AIM OF THE TASK
Every line in the records below between the one holding "Mark every instance of the bare" and the one holding "Mark every instance of the house", inclusive, is to be set down exactly; all other lines are to be left out.

EXTRACTED MATERIAL
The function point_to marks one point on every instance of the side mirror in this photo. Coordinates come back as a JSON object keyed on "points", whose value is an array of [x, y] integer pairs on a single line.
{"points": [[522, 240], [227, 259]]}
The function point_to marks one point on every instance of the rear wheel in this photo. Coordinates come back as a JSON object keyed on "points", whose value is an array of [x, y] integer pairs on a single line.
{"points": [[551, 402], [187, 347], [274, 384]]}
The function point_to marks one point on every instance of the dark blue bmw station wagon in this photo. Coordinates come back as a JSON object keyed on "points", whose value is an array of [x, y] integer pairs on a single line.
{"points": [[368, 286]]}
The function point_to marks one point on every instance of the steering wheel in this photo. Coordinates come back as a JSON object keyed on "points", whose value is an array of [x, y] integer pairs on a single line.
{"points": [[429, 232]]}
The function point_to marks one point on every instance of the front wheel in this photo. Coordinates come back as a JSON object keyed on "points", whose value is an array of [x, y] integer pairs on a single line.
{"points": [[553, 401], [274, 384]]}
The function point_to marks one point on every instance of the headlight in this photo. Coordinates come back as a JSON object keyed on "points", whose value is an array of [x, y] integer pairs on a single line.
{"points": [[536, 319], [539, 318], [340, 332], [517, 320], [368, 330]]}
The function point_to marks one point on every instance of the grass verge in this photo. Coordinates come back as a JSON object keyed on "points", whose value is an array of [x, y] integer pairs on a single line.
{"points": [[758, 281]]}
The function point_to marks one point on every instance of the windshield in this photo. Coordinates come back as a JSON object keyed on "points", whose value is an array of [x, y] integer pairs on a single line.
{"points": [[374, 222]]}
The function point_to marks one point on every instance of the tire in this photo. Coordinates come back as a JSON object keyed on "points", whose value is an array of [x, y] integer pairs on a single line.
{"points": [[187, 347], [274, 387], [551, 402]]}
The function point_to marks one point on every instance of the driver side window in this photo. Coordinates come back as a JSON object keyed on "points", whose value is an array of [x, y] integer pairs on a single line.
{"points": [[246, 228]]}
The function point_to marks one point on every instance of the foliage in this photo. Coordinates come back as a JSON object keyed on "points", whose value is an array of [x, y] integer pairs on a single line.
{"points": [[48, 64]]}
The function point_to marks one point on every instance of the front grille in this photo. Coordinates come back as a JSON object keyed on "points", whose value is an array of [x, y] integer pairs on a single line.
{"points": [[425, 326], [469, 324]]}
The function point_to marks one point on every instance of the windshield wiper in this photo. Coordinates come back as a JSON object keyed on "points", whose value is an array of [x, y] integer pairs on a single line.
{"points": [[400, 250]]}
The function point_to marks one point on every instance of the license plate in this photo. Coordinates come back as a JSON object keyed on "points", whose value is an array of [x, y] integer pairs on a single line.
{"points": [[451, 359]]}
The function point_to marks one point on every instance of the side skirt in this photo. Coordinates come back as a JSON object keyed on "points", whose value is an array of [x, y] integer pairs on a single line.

--

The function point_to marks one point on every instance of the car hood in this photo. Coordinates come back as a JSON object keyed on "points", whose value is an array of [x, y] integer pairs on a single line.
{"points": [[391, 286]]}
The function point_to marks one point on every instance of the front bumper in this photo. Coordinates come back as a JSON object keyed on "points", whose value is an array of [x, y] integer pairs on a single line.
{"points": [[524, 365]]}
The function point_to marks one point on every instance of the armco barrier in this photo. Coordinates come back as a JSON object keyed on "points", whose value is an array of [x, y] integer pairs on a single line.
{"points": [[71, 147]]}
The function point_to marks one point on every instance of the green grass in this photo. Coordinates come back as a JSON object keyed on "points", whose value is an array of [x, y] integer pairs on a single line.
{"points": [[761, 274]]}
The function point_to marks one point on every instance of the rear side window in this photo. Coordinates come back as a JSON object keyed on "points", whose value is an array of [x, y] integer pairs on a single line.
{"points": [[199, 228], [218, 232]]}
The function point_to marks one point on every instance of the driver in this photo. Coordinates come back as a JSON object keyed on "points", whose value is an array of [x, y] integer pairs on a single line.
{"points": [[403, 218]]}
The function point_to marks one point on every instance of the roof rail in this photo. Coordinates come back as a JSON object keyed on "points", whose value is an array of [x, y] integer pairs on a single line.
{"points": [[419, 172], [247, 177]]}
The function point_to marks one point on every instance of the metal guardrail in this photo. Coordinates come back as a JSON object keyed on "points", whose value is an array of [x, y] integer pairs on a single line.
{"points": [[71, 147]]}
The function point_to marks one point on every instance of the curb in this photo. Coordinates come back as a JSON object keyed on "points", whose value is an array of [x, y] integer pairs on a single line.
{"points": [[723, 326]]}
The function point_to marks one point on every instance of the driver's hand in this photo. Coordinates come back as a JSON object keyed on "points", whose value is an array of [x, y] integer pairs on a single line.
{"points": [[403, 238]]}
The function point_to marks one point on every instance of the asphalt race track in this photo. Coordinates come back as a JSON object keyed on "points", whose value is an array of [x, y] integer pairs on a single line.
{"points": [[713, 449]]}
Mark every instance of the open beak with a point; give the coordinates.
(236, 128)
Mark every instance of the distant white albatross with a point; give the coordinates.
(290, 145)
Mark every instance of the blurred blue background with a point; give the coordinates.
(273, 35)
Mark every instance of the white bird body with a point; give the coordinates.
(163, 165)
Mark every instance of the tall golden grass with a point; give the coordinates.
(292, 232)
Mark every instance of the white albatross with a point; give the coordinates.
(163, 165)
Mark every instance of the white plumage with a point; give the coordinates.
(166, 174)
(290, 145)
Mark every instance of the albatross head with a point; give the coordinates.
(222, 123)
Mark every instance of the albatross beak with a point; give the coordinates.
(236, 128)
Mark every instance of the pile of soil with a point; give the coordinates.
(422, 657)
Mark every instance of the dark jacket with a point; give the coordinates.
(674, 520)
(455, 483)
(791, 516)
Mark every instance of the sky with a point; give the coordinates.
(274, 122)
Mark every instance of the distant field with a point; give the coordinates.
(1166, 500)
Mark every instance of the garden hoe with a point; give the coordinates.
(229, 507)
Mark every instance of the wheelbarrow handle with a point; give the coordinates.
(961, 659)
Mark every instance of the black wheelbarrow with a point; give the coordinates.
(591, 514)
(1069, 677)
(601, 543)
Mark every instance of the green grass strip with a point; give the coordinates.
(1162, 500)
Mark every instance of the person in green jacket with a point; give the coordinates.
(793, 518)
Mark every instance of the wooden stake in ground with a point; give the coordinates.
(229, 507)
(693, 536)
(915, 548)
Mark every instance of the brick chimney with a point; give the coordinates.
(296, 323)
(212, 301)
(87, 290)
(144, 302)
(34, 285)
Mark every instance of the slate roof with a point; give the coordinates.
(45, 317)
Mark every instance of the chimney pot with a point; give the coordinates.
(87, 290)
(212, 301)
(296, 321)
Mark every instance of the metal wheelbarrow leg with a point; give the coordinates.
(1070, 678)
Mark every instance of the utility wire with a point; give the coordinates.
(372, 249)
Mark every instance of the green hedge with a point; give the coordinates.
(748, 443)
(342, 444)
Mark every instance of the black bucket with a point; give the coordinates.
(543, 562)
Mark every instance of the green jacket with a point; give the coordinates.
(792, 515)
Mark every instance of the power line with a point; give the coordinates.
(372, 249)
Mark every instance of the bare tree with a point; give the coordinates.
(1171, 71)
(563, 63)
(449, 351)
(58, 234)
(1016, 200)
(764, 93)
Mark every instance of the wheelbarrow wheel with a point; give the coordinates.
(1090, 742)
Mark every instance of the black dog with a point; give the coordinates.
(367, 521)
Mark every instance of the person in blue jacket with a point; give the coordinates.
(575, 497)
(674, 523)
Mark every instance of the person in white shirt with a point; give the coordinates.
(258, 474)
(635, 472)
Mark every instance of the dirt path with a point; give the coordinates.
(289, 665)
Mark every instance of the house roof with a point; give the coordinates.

...

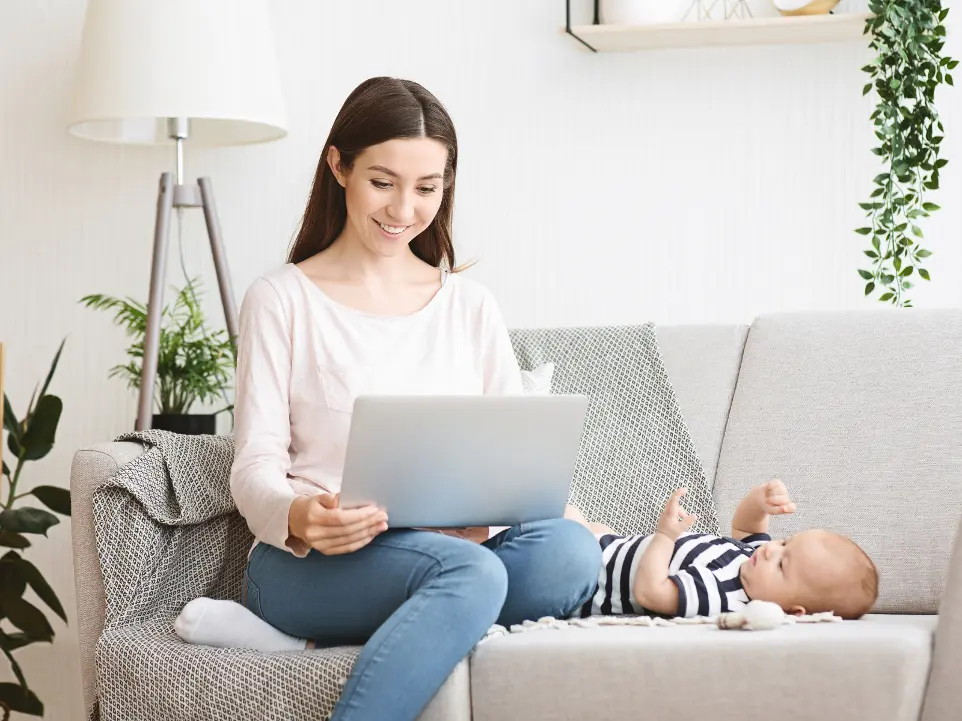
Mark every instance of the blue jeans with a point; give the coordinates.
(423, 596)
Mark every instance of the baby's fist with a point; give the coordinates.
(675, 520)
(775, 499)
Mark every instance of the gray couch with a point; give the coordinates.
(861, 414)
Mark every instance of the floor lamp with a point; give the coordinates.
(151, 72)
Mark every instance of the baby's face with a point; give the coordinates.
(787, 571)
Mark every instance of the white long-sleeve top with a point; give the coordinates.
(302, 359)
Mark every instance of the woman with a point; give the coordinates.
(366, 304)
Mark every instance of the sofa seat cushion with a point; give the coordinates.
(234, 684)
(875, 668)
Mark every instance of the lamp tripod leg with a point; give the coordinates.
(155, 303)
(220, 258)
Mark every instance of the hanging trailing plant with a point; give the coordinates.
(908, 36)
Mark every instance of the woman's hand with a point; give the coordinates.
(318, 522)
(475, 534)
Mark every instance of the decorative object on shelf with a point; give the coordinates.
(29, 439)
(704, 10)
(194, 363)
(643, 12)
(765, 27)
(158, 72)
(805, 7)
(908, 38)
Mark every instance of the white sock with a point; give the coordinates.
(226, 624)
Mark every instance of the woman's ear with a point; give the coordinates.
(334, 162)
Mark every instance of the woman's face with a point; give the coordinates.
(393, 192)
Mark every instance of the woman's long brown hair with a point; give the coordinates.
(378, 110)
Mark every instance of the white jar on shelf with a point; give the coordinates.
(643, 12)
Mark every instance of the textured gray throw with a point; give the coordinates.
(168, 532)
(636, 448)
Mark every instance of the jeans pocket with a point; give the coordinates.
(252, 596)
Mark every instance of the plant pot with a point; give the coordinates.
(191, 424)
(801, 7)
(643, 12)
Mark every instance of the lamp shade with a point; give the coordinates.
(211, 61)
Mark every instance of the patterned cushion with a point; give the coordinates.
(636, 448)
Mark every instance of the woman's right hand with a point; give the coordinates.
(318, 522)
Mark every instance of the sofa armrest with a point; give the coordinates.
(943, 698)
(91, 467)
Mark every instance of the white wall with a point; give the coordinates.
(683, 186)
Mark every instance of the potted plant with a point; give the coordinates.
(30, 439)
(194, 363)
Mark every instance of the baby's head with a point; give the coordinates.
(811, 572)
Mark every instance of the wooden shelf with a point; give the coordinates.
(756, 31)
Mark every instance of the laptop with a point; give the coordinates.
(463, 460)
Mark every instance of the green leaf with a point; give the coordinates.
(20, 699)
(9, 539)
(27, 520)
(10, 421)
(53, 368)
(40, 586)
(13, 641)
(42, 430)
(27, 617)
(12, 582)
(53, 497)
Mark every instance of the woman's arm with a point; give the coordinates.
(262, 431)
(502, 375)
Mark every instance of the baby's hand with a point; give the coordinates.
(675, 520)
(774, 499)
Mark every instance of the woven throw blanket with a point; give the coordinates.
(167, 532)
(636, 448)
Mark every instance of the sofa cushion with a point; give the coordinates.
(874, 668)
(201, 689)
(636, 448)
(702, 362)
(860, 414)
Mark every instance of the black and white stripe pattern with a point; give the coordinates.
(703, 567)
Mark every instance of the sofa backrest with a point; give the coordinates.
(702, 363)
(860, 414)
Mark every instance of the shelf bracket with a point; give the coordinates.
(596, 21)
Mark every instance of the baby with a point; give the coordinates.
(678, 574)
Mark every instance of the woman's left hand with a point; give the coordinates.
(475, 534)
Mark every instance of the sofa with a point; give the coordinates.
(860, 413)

SOLUTION TO THIS TASK
Mark every instance of the bare tree with a point; give the coordinates.
(1171, 71)
(563, 63)
(449, 351)
(58, 234)
(1016, 200)
(764, 93)
Mark every instance of the wheelbarrow wheel with a point; give the coordinates.
(1090, 742)
Mark every instance of the black dog with a point; give the coordinates.
(367, 521)
Mark every instance of the person in blue jacket with a point; give the coordinates.
(575, 497)
(674, 523)
Mark every instance of the person in white shirt with a point; give the coordinates.
(258, 474)
(635, 472)
Mark every instance of the dirt path with a point; give the coordinates.
(289, 665)
Mark every instance of the house roof with a point; give the coordinates.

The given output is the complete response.